**WORK INSTRUCTION:** Return the entries below exactly as written.

**Stored dataset items:**
* * *

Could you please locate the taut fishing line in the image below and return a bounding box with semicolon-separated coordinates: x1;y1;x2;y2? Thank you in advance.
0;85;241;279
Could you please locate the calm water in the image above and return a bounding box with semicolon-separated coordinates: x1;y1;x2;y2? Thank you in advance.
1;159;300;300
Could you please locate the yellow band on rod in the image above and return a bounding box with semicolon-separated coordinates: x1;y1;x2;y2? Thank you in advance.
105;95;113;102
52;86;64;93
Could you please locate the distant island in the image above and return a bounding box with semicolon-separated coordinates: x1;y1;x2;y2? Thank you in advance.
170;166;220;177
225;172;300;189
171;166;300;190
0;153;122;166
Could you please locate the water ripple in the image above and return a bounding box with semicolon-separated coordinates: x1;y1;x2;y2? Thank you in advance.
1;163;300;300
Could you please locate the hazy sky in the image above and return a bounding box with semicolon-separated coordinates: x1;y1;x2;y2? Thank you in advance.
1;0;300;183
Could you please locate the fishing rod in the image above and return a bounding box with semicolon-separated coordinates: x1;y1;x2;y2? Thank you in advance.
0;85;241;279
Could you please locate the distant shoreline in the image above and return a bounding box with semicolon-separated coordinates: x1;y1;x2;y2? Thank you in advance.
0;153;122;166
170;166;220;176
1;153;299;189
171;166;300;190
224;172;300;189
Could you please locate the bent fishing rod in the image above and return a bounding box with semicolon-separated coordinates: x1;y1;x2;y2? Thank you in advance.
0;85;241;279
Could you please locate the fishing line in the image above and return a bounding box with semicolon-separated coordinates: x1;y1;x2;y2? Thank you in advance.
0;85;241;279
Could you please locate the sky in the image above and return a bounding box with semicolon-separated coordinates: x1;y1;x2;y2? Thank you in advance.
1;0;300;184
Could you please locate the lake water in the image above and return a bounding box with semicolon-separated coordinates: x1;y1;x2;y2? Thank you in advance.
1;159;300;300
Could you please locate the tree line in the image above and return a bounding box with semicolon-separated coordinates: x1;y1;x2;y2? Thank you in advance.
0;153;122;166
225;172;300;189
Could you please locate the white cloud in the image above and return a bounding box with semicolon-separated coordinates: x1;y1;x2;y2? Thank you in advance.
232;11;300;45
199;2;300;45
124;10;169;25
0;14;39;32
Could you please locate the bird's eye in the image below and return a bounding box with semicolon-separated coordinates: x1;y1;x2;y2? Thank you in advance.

* * *

**TASK SOLUTION:**
Could you please locate the taut fishing line in the image below and return a bounding box with semicolon-separated coordinates: x1;y1;x2;y2? Thank you in advance.
0;85;241;279
Could you please locate the calm water in the image above and return a bounding box with semicolon-separated coordinates: x1;y1;x2;y2? Thank you in advance.
1;159;300;300
Could you please locate the yellow band on rod in the image above and return a bounding box with semicolon-separated coordinates: x1;y1;x2;y2? Thank you in advance.
105;95;113;102
52;86;64;93
Could you please locate the distant island in the image above and return a bounding box with semicolon-separated coordinates: x1;y1;x2;y2? Thank you in advance.
170;166;220;177
225;172;300;189
171;166;300;190
0;153;122;166
Could you please locate the water ripple in the image above and return a bounding box with semicolon-separated coordinates: x1;y1;x2;y2? Thank you in advance.
1;163;300;300
Could you please locate the hazy sky in the image above and return a bounding box with semicolon-separated coordinates: x1;y1;x2;y2? Thank you in advance.
1;0;300;183
Could you please locate the fishing rod in the image above and return a bounding box with semicolon-separated coordinates: x1;y1;x2;y2? Thank you in advance.
0;85;241;279
Could you please locate the distant shoreline in the image above and return a bounding box with semicolon-separated coordinates: x1;y1;x2;y2? Thank you in advance.
0;153;122;166
170;166;220;176
1;153;299;189
171;166;300;190
224;172;300;189
Could you please locate the bent fishing rod in the image above and return a bounding box with semicolon-separated coordinates: x1;y1;x2;y2? Thank you in advance.
0;85;241;279
Could you please locate the fishing line in the image above and return a bounding box with semicolon-separated coordinates: x1;y1;x2;y2? Thank you in advance.
0;85;241;279
Could you please locate the sky in the image above and return a bounding box with semicolon-separated coordinates: x1;y1;x2;y2? Thank you in advance.
1;0;300;184
Could you please locate the lake water in the image above and return a bounding box with semicolon-separated coordinates: x1;y1;x2;y2? Thank you in advance.
1;159;300;300
Could you please locate the tree line in the image above and return a bounding box with semicolon-separated coordinates: x1;y1;x2;y2? Thank you in advance.
0;153;122;166
225;172;300;189
Could you please locate the white cloud in the image above and return a bounding box with semicolon-separated coordinates: x1;y1;x2;y2? Thank you in advance.
232;11;300;45
199;2;300;45
124;10;169;25
0;14;39;32
Could you please locate the bird's eye in the image below and return a bounding box with semicolon-separated coordinates: x1;y1;x2;y2? Thank you in advance.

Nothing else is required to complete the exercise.